Stored data:

════

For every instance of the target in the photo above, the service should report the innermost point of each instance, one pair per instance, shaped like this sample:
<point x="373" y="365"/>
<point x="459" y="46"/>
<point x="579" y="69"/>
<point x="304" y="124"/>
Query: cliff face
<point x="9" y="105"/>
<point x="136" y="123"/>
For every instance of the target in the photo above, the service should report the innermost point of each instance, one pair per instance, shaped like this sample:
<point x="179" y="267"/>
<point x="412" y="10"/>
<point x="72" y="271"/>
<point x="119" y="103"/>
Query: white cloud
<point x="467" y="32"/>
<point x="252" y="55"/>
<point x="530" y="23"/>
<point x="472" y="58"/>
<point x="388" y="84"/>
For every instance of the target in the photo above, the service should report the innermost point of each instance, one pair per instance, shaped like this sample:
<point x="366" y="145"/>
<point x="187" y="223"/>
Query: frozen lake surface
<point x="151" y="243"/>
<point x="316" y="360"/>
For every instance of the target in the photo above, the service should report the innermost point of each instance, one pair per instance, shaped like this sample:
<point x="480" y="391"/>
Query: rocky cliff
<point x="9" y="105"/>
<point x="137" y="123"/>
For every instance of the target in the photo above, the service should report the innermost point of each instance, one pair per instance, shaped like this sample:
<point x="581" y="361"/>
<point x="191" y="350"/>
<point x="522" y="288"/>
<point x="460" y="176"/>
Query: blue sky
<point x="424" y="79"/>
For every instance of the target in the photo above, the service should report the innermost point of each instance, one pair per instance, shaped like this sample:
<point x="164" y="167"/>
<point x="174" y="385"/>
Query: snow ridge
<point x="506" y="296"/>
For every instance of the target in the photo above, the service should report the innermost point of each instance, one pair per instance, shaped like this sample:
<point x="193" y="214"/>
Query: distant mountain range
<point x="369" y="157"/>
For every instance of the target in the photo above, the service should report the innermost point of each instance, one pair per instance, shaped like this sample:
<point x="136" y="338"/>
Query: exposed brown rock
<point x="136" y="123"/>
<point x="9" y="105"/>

════

Report every line in the stored data above that contains the string "Query".

Query: cliff face
Query: white cloud
Query: frozen lake surface
Query: rocky cliff
Query: blue sky
Query: snow ridge
Query: distant mountain range
Query: exposed brown rock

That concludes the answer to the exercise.